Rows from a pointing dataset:
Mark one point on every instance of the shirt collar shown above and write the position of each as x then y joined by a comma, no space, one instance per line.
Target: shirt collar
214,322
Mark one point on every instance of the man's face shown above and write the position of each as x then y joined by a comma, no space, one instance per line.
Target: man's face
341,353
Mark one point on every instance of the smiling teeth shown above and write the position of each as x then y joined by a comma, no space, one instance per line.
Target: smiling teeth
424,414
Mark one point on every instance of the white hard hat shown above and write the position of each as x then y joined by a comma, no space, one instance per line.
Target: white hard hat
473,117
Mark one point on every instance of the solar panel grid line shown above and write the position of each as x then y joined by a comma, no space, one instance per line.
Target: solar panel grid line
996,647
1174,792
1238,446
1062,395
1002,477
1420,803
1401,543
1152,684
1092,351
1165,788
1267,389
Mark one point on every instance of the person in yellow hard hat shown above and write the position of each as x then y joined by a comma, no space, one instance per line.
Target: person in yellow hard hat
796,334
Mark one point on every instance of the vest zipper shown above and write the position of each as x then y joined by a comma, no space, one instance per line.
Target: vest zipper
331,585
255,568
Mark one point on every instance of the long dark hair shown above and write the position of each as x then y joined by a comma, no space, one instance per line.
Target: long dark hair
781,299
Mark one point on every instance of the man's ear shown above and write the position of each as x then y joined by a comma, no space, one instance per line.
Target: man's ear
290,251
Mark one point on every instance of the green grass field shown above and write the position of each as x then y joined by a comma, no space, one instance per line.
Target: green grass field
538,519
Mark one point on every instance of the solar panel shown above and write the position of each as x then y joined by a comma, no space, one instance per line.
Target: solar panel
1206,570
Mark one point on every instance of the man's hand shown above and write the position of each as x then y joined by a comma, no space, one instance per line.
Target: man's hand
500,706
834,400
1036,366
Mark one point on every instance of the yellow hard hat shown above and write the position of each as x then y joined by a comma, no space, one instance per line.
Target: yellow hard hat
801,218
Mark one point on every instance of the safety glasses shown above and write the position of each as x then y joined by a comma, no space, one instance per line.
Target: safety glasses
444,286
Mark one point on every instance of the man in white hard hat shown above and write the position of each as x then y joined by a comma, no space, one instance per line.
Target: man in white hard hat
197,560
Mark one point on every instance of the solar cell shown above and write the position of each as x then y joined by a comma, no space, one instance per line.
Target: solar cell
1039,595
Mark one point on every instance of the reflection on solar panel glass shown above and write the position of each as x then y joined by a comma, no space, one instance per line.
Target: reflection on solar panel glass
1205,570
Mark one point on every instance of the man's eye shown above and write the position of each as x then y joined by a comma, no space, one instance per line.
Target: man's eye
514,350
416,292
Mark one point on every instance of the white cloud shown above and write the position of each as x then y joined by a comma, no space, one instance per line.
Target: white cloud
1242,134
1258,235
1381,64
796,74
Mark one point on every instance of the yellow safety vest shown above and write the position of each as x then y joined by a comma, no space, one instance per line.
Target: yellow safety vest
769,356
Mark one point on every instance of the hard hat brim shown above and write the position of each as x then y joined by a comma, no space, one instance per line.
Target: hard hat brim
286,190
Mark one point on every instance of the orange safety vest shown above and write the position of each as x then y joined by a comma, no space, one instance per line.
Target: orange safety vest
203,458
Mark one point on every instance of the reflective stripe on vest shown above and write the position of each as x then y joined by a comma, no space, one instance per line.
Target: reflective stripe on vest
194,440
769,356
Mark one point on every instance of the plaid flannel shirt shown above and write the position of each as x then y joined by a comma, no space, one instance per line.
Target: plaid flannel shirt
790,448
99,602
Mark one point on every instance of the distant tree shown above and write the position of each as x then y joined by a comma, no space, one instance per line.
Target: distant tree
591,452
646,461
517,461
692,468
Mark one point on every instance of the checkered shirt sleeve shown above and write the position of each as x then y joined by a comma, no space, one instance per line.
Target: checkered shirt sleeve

## Task to complete
Render every line of the records above as a JSON list of strings, one string per line, leaving out any blank lines.

## Full output
[
  "Mark one point on every instance of the shirt collar shown above and write the position of each as x then y joined by a comma, no space, one instance per line.",
  "Target: shirt collar",
  "214,322",
  "Mark one point on every instance of the man's face shown above and write the position of each as x then y joined by a comma, no space, one instance per line.",
  "Target: man's face",
  "341,353",
  "Mark one point on every instance of the smiling teeth shown above and write the position of each as x then y joined by a comma, no space, one instance per line.",
  "Target: smiling teeth",
  "424,414",
  "Mark one point on every instance of the white hard hat shown above and write the position of each as x then y joined by a comma, no space, one instance per line.",
  "Target: white hard hat",
  "473,117",
  "Mark one point on every instance of the solar panel grid line shown above and write the position of each as x then y joined by a comma, no space, one instance per line.",
  "Target: solar panel grid line",
  "996,647",
  "1174,792",
  "1238,446",
  "1062,395",
  "1002,477",
  "1420,803",
  "1401,543",
  "1152,684",
  "1092,351",
  "1165,788",
  "1267,389",
  "Mark one point on every instance of the person in yellow hard hat shown above and write the position of each as x then y joined by a comma, no space, one instance per line.",
  "Target: person in yellow hard hat",
  "796,334",
  "Mark one point on every instance of the vest zipper shown above and write the position of each as x then y joined by a comma, no space, one instance per line.",
  "Target: vest zipper",
  "331,585",
  "255,568",
  "Mark one point on every instance of the long dark hair shown above and write the position of each as x then y joined by a comma, no space, one instance per line.",
  "Target: long dark hair",
  "781,299",
  "Mark one point on every instance of the man's ear shown above and write the position of each as x then y joined by a comma, no space, one instance per line.",
  "Target: man's ear",
  "290,251",
  "Mark one point on every instance of the green grass field shown above and write the position of each as x then y joined by a comma, no space, one instance per line.",
  "Target: green grass field",
  "538,519",
  "Mark one point on every instance of the solar panel shown above and write the position of each as x then y joined by a comma, no space, one instance per line.",
  "Target: solar panel",
  "1206,570",
  "Mark one point on every instance of the man's hand shown above and write the position of each as x then y joined by a comma, no space, one instance per line.",
  "Target: man's hand",
  "500,706",
  "834,400",
  "1036,366",
  "Mark one point on every instance of the yellow hard hat shown above and write the position of each as x then y joined by a comma, no space, one instance per line.",
  "Target: yellow hard hat",
  "801,218",
  "Mark one point on every instance of the safety glasses shown above and write the position of each as x then y joined by a comma, no space, one instance per line.",
  "Target: safety glasses",
  "444,286",
  "Mark one point on every instance of the man in white hard hat shown above and write the position of each as x then y joined by a comma, no space, one instance per line.",
  "Target: man in white hard hat",
  "197,560",
  "Mark one point on every instance of the solar cell shown above and write the position of each as x then y joined by a comma, no space, one instance per line.",
  "Target: solar cell",
  "1039,595",
  "Mark one point on every instance of the reflection on solar panel glass shown above and write the position of each as x then y joined by a comma, no space, one instance per line.",
  "Target: reflection on solar panel glass",
  "1205,570",
  "Mark one point on every instance of the man's eye shown above and write the position of each as x then y joined by a comma, no space, one instance per line.",
  "Target: man's eye",
  "514,350",
  "416,292",
  "Mark one point on every instance of the white cloud shown above and write the position of each as x then y joined by a comma, no space, one instance per line.",
  "Target: white cloud",
  "1242,134",
  "1258,235",
  "1381,64",
  "796,74",
  "Mark one point on every instance of the yellow safety vest shown above and write the position of each as x then y joined by a comma, no space, one instance per line.",
  "Target: yellow safety vest",
  "769,356",
  "Mark one point on every instance of the hard hat brim shown above and write the position of each as x then y joined by a comma, no space, one instance per line.",
  "Target: hard hat brim",
  "286,190",
  "Mark one point on every instance of the orange safety vest shown above and write the position of each as x then y joined by a comma, no space, one instance per line.",
  "Target: orange safety vest",
  "203,458",
  "Mark one point on every instance of the reflective stripe on vest shown above and write the position of each as x then y joined by a comma, no space, one instance per line.",
  "Target: reflective stripe on vest",
  "194,440",
  "769,356",
  "Mark one point on every instance of the plaid flannel shirt shown above and write the position of each as x then y joined by a comma, no space, one instance per line.",
  "Target: plaid flannel shirt",
  "790,448",
  "99,602",
  "Mark one point on every instance of the distant tree shown above and write the position of each as x then y joined by a comma, no space, one instance per line.",
  "Target: distant tree",
  "591,452",
  "646,461",
  "517,461",
  "692,468",
  "Mark one point on every instance of the checkered shirt sleeve shown above and write the position of each as x then y joined by a comma, no space, one instance per line.",
  "Target: checkered shirt sleeve"
]